**WHAT IS REQUIRED**
Where the string "below" shows up in a line of the records, copy that line.

**DATA UNDER STUDY**
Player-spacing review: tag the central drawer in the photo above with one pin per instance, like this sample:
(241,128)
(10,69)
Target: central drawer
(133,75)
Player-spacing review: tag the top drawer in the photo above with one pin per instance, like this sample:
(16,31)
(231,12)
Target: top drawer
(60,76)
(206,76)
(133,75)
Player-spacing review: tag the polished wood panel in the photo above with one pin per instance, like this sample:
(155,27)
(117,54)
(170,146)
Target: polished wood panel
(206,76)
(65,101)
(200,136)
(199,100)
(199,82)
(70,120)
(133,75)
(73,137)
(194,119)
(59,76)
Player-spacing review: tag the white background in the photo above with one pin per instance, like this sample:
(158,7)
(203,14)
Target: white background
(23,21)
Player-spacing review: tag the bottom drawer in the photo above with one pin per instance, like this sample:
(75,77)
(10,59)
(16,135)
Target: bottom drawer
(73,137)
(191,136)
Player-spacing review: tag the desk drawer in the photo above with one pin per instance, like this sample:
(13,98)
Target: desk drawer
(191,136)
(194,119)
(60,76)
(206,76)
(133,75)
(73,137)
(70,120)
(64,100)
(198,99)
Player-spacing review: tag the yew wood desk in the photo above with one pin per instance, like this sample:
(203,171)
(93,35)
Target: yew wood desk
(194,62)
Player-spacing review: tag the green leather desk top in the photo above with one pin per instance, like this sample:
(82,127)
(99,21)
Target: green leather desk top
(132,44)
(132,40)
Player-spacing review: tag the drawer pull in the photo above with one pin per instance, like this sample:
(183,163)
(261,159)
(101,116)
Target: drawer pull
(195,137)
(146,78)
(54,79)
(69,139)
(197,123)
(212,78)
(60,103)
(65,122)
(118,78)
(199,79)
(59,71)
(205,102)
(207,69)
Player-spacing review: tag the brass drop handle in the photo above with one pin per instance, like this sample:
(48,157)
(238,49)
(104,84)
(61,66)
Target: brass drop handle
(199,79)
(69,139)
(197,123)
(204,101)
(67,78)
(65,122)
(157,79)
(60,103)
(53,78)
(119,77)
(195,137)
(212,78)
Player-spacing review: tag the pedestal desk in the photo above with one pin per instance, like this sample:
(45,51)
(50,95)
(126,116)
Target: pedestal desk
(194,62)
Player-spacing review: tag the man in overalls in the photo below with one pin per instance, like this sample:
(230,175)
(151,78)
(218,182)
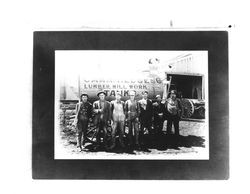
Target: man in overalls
(173,112)
(145,116)
(158,108)
(132,113)
(118,117)
(101,109)
(84,110)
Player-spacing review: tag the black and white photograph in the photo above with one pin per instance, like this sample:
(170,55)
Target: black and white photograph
(152,104)
(126,104)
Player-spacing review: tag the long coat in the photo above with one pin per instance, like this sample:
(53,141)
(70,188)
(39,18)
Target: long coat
(103,113)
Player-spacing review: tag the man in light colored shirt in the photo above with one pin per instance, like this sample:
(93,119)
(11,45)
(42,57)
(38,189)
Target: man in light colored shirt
(145,115)
(173,112)
(132,113)
(118,117)
(101,109)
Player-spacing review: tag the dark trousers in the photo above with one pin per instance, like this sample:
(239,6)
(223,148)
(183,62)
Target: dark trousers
(133,124)
(82,127)
(101,125)
(145,123)
(158,125)
(117,125)
(173,119)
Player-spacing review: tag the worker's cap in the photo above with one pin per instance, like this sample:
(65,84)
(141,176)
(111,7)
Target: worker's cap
(101,92)
(84,94)
(173,92)
(132,93)
(118,94)
(158,96)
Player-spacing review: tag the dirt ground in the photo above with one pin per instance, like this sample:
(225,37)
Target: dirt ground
(191,144)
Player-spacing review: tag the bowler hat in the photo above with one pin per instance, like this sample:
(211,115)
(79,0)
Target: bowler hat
(173,92)
(84,94)
(158,96)
(101,92)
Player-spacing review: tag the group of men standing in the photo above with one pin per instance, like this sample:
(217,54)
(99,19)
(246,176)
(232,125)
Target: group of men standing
(140,116)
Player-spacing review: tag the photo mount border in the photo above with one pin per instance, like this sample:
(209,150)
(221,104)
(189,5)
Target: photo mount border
(44,166)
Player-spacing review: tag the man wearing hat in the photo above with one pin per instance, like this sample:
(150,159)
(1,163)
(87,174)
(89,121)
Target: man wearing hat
(132,113)
(118,117)
(158,109)
(173,112)
(84,113)
(145,115)
(101,109)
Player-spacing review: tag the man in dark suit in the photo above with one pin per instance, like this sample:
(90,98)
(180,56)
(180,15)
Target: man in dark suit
(158,108)
(173,111)
(101,109)
(84,113)
(145,116)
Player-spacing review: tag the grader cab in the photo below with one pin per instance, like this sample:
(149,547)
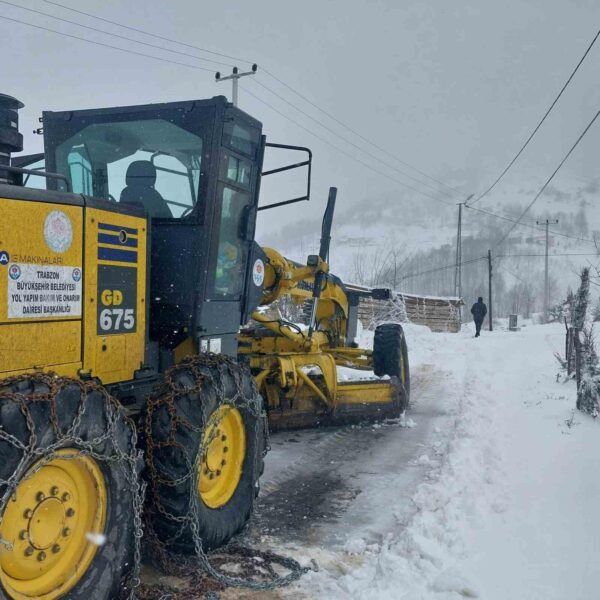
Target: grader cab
(133,344)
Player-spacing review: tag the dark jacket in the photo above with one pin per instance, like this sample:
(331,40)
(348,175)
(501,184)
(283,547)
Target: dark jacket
(479,310)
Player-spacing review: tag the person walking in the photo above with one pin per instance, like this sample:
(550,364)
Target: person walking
(478,310)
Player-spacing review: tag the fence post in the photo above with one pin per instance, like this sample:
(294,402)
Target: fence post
(577,344)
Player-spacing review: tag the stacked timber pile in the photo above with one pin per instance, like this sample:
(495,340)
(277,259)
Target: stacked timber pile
(439,314)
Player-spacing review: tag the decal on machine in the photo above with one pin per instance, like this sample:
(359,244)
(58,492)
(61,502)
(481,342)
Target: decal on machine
(258,272)
(43,291)
(117,299)
(58,231)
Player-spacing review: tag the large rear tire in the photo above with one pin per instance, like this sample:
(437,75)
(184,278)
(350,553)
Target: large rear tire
(67,472)
(204,432)
(390,355)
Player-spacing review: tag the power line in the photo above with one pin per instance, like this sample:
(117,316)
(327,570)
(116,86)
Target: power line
(358,160)
(505,218)
(562,162)
(155,35)
(356,133)
(248,91)
(444,268)
(512,162)
(348,141)
(82,39)
(549,255)
(115,35)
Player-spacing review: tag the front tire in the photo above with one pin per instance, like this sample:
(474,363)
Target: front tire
(204,434)
(390,355)
(68,473)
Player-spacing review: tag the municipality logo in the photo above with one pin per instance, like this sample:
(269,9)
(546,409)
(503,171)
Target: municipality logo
(14,272)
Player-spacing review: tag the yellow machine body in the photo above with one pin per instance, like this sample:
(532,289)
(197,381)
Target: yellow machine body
(68,273)
(297,372)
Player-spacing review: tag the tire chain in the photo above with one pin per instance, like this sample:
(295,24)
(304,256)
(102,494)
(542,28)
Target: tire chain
(254,568)
(255,565)
(33,452)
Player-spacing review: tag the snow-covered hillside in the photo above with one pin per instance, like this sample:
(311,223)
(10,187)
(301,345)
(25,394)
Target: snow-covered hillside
(489,490)
(392,241)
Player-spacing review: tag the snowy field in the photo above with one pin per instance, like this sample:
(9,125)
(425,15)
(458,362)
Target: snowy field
(489,489)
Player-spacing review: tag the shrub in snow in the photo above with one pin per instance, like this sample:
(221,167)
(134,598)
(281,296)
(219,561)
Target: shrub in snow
(588,394)
(596,312)
(580,300)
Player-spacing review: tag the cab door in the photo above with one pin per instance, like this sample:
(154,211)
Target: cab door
(233,225)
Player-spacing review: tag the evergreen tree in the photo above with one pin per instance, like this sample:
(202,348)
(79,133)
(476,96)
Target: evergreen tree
(596,311)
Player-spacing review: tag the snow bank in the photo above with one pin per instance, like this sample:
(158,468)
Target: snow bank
(510,510)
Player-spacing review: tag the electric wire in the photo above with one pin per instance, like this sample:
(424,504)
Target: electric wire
(357,134)
(266,71)
(247,91)
(155,35)
(115,35)
(541,191)
(338,149)
(444,268)
(536,228)
(345,139)
(512,162)
(96,43)
(474,260)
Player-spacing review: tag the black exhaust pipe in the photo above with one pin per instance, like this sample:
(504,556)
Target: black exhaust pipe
(10,138)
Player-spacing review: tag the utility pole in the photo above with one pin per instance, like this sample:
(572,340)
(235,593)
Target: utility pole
(490,289)
(547,222)
(235,76)
(458,267)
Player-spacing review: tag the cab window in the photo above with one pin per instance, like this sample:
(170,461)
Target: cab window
(232,248)
(151,163)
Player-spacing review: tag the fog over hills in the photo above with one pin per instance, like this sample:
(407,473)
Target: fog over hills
(402,242)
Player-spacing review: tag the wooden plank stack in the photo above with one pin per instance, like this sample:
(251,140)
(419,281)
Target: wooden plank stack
(439,314)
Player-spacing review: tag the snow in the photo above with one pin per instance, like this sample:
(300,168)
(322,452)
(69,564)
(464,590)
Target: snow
(507,503)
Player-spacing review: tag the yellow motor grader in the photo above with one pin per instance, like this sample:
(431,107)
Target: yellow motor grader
(140,342)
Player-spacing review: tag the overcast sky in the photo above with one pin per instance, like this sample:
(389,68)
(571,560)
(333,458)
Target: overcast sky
(451,87)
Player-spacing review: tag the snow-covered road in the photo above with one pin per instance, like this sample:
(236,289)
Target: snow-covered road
(492,492)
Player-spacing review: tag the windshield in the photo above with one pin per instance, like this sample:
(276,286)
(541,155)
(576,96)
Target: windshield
(152,163)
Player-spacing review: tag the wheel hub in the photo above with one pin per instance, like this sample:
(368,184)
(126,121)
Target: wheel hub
(47,523)
(224,449)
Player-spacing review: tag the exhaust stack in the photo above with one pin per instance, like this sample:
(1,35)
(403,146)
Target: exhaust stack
(10,138)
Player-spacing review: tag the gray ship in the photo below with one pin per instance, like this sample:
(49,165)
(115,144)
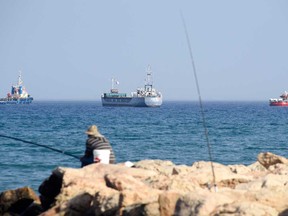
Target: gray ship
(143,97)
(18,95)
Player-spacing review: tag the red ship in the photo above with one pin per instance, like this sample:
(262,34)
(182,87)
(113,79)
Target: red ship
(282,101)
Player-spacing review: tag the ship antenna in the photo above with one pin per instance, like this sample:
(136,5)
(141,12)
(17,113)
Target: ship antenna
(19,78)
(149,80)
(200,102)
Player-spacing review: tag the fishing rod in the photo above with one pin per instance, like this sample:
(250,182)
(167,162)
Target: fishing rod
(200,100)
(37,144)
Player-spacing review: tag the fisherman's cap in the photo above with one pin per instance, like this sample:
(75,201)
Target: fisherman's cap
(93,131)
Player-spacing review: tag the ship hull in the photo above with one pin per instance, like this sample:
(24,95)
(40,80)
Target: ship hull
(16,101)
(281,103)
(132,101)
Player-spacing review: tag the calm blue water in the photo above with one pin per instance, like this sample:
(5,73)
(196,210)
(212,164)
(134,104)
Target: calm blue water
(238,132)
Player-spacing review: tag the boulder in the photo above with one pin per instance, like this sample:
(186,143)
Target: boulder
(160,188)
(18,201)
(268,159)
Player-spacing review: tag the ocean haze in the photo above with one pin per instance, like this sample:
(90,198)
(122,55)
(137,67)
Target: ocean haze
(70,50)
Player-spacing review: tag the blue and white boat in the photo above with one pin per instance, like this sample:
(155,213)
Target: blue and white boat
(143,97)
(18,94)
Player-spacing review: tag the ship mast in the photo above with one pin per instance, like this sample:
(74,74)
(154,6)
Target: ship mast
(20,81)
(148,80)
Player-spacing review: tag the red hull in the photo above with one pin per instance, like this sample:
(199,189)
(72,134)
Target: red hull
(279,103)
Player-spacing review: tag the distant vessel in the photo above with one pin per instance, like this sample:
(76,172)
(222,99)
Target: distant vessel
(18,94)
(143,97)
(282,101)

**YOUR SOLUTION**
Player-spacing review: tag the man in overalls in the photo below with one pin per instance, like this sample:
Player-spacing review: tag the grader cab in the photo below with one pin per instance, like this sample:
Player-spacing review: tag the gray ship in the photo below with one pin per instance, like this sample:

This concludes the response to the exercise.